------ Extracted data

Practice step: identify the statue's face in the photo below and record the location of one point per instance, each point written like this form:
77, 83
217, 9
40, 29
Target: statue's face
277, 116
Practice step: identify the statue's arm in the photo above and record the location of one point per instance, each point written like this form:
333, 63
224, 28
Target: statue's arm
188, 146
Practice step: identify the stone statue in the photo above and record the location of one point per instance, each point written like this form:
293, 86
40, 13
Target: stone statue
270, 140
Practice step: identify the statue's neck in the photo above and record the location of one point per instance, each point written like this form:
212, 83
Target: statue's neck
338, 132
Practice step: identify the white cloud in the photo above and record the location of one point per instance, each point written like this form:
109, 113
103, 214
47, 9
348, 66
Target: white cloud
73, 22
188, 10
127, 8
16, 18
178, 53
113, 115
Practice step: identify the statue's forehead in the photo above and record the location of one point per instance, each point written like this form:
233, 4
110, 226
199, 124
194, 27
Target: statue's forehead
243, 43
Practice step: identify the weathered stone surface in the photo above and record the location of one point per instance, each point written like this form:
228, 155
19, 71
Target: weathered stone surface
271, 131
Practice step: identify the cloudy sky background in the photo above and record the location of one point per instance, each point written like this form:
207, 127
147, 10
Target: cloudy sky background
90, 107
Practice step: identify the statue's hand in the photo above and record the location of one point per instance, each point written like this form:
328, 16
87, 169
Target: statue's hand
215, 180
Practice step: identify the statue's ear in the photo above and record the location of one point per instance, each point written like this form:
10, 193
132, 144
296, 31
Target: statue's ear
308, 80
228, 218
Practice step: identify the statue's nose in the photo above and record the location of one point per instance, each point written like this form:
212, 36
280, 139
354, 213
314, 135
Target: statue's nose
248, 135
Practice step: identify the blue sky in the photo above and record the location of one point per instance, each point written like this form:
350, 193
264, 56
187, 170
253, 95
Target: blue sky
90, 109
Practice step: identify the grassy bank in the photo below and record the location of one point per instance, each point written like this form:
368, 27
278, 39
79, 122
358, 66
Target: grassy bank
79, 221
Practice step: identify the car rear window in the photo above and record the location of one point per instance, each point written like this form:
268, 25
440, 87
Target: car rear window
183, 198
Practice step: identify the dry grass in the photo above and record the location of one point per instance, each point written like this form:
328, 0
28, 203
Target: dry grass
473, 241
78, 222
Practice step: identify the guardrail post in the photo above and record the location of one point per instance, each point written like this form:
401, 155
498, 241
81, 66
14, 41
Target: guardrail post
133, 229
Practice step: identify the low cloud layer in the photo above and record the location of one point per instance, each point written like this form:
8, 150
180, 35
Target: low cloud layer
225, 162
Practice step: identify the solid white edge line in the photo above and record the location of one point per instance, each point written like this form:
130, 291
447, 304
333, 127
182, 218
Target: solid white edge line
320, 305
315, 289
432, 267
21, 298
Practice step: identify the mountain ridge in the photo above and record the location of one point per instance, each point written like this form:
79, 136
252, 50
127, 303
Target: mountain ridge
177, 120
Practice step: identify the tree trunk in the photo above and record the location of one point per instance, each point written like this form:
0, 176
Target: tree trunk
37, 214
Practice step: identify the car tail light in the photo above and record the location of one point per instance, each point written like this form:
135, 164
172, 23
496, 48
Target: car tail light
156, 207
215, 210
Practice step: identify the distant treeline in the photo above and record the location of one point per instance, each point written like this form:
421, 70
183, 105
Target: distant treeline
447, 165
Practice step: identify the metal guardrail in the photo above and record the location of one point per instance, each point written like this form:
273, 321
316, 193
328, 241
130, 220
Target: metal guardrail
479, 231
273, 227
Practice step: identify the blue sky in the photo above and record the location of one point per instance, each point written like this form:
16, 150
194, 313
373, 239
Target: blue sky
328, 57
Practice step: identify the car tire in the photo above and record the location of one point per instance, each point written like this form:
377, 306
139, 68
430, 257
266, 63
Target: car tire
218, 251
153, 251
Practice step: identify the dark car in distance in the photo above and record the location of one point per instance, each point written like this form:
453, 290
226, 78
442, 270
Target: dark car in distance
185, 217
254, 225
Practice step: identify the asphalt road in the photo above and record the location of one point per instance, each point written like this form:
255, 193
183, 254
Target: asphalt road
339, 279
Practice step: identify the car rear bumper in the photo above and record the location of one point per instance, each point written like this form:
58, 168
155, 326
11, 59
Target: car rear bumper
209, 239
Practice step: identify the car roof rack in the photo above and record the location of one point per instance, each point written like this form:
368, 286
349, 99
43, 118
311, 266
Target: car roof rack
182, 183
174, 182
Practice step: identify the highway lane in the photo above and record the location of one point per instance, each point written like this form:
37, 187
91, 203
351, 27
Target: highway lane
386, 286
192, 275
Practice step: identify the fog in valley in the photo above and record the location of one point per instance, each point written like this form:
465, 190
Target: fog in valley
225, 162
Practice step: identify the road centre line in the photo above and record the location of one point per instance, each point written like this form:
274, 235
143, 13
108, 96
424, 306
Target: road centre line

------------

**Task statement:** With nothing left out, print the data above exactly.

**Finished exercise:**
Practice step: identify the statue's face in the photo below and record the location of one point per instance, each point written like this form:
77, 83
217, 9
40, 29
Target: statue's face
277, 116
Practice step: identify the statue's arm in the photo above and record the location of one point per instance, each point written like this form:
333, 63
224, 28
Target: statue's arm
188, 146
Practice step: identify the stone statue in the photo above and record the location of one point per instance, each point written like this form:
293, 86
40, 13
Target: stone statue
270, 140
Practice step: identify the statue's neck in the photo above and record the location of one point per instance, each point written like this form:
212, 83
Target: statue's neck
338, 132
Practice step: identify the white cloud in the photo above and record the location of one point per instance, each point written like this form:
109, 113
103, 214
47, 9
348, 66
Target: white cloud
73, 22
188, 10
127, 8
16, 18
178, 53
113, 115
Practice step: identify the statue's forehead in the photo above and record the location of one point per instance, each point written like this form:
233, 4
110, 226
199, 124
194, 27
Target: statue's forehead
243, 43
Practice step: identify the weathered stone surface in the photo above and record the location of one point per instance, each point written like this form:
228, 155
19, 71
Target: weathered stone surface
271, 131
Practice step: identify the cloudy sky background in the photo above and record the location of one point per instance, each point written like this form:
207, 127
147, 10
Target: cloudy sky background
90, 107
Practice step: identify the statue's hand in the photo above and record the location of one point per instance, each point written like this form:
328, 16
87, 169
Target: statue's hand
215, 180
Practice step: identify the statue's ear in the photo above and record the location of one point per instance, each point written like this form:
10, 193
132, 144
296, 31
Target: statue's ear
308, 80
228, 218
Practice step: identify the statue's nose in the photo above and record the location of one point per instance, each point written like this form:
212, 36
280, 139
354, 213
314, 135
Target: statue's nose
248, 135
Practice step: identify the blue sky in the photo above and record the location of one point per instance, each point written like this form:
350, 193
264, 56
187, 170
253, 95
Target: blue sky
90, 109
Practice step: identify the grassy bank in the photo below and record the location of one point per instance, each point written like this form:
368, 27
278, 39
79, 122
358, 66
Target: grassy bank
79, 221
Practice step: identify the car rear window in the photo above and record the location of one point per instance, each point written like this form:
268, 25
440, 87
Target: car rear window
183, 198
Practice step: identify the dry grass in the photo above and record the location of one point per instance, each point written like this form:
328, 0
28, 203
Target: dry grass
473, 241
78, 222
Practice step: identify the guardrail post in the photo above and record the location of one point per instance, each point written like this form:
401, 155
498, 241
81, 66
14, 41
Target: guardrail post
133, 229
Practice step: identify the low cloud layer in the photo above and record the location of one point per instance, each point written like this form:
8, 150
180, 35
Target: low cloud layer
225, 162
Practice step: identify the solid white edge line in the photo above and record the location of one point per instance, each point written like this form:
130, 291
447, 304
333, 127
182, 218
Target: solid white edge line
320, 305
315, 289
432, 267
21, 298
Practice step: identify the mountain ridge in the photo above and record the location of one point per instance, each point written like this form:
79, 136
252, 50
127, 303
Target: mountain ridge
177, 120
Practice step: identify the tree trunk in the photo above and record the location of one point per instance, each point written like this form:
0, 176
Target: tree trunk
37, 214
Practice step: identify the car tail light in the photo above and record the location of one point per instance, each point written like this form:
135, 164
172, 23
496, 48
Target: car tail light
156, 207
215, 210
Practice step: identify the distant treeline in the photo above and record the location of one point per instance, each point written like this form:
421, 70
183, 105
Target: distant treeline
447, 165
Practice step: identify the metal guardrail in the photo above and record the location of one point per instance, each point written like this form:
273, 321
316, 193
328, 241
130, 220
Target: metal guardrail
479, 231
273, 227
Practice step: identify the blue sky in the photo above and record the location of one point per instance, each point written like this form:
16, 150
194, 313
373, 239
Target: blue sky
328, 57
Practice step: identify the car tire in the photo above and record the location of one point per instance, each point written like this form:
377, 306
139, 68
430, 257
266, 63
Target: car tire
218, 251
153, 251
Practice step: identify the dark car in distance in the photo above and record the location of one point per instance, each point written like this form:
453, 290
226, 78
442, 270
Target: dark car in distance
185, 217
254, 225
Practice step: identify the asphalt road in the photo above and record the location of one point per instance, each point written like this form:
255, 193
183, 254
Target: asphalt road
339, 279
Practice step: identify the car rear bumper in the photo above and record the location of one point per instance, each point written like this form:
58, 168
155, 326
11, 59
Target: car rear bumper
209, 239
Practice step: identify the car roof rack in the photo above and record the location of one point per instance, each point written like this form:
368, 286
349, 99
43, 118
311, 266
Target: car roof rack
182, 183
174, 182
Practice step: identify the highway lane in the photo above and record the location of one point per instance, each point written like this form:
37, 187
91, 203
351, 27
Target: highway lane
386, 286
192, 275
Practice step: identify the fog in valley in the photo above and record the location of one point per instance, each point written like this form:
465, 190
Target: fog in valley
225, 162
Practice step: identify the road centre line in the photo above and record the location of one point per instance, each point written like this form:
274, 235
143, 13
108, 96
424, 306
Target: road centre line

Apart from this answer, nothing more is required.